◆ Supplied passage
▼▼▼

| |
TWW
Registered: Jul 2009 Posts: 545 |
SID to calculate line slope
To calculate a slope of a line you can use something like:
lda DeltaX
NoChange:
tax
(Plotpixel)
sec (Might not be neccessary if done right...)
txa
sbc DeltaY (Immediate)
bcs NoChange
(Change shit)
adc DeltaX (Immediate)
jmp NoChange
Which gives 11/15 cycles for each calculation/pixel(Oswald do you agree?^^). If unrolling one would have to add a cycle on the sbc/adc by use of ZP instead of Immediate values which means 12/14 cycles (No jmp if unrolled).
This is pretty good. In fact the two things I see as a possible optimalisation here is getting rid of the SEC by use of clever programming and the ADC DeltaX if you scale the relation between DeltaX and DeltaY so that the largest value = 256. You would require a division and mayhaps you get reduced accuracy (not confirmed though). Looking aside from the div. (tables perhaps?!) you'll end up with 9/11 (10/9 if unrolled(need to watch the branching here and build the routine so that you'd get a 9/10 instead) cycles fully optimized. (Am I missing something?)
However...
I read somewhere (Can't remeber where) that there is a technique where you can use the SID to calculate slopes. The SID is the chip i know the least about so I figgured I'd post here the folowing questions:
#1: Can it be done?

▲▲▲

◆ The request
Reproduce everything in the SID line-slope post from "adc DeltaX (Immediate)" down to "jmp if unrolled).". Base every answer only on the SID line-slope post.

◆ Data
▼▼▼

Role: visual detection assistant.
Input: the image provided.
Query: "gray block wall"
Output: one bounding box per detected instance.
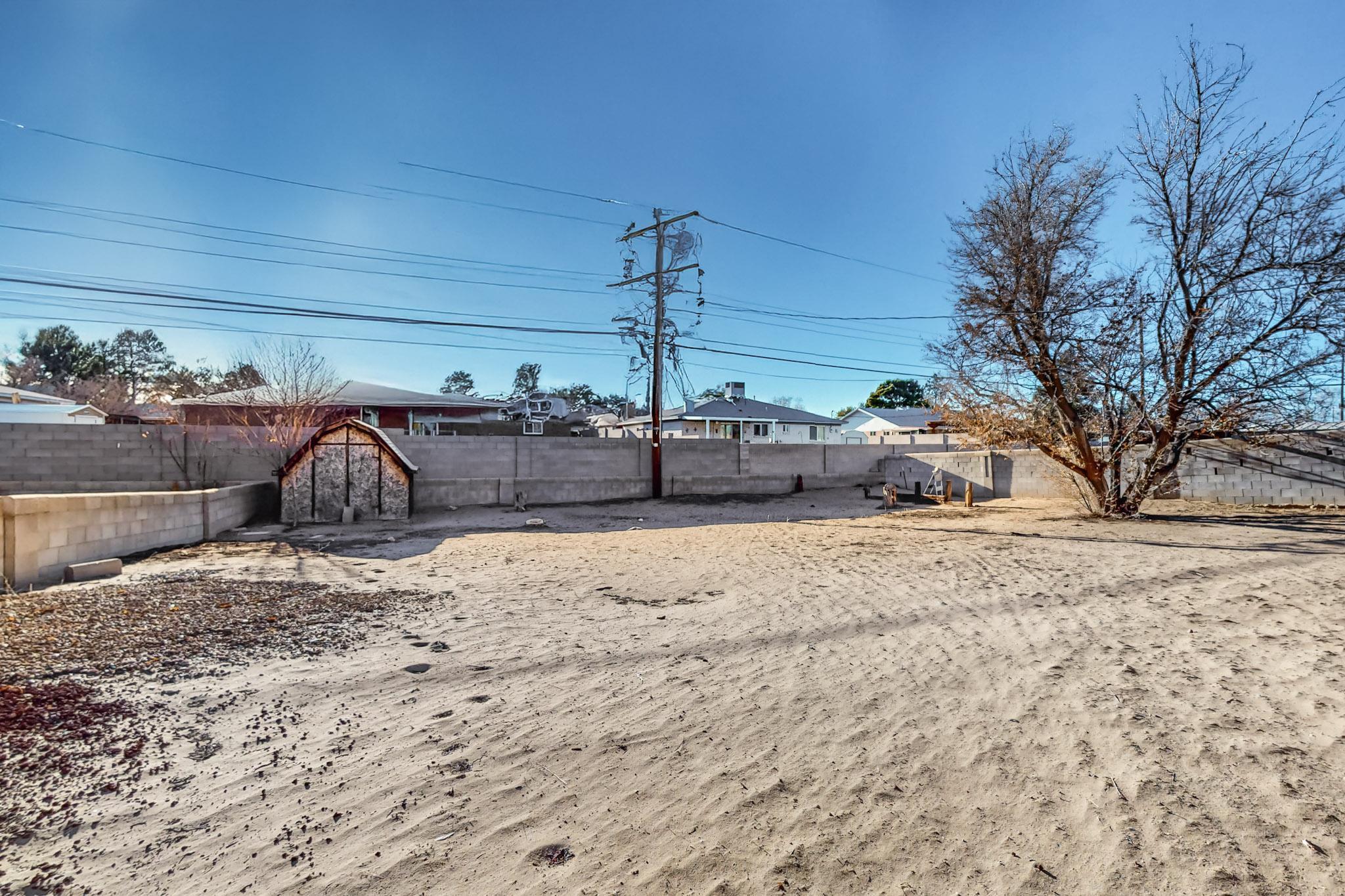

▲▲▲

◆ Exercise solution
adc DeltaX (Immediate)
jmp NoChange
Which gives 11/15 cycles for each calculation/pixel(Oswald do you agree?^^). If unrolling one would have to add a cycle on the sbc/adc by use of ZP instead of Immediate values which means 12/14 cycles (No jmp if unrolled).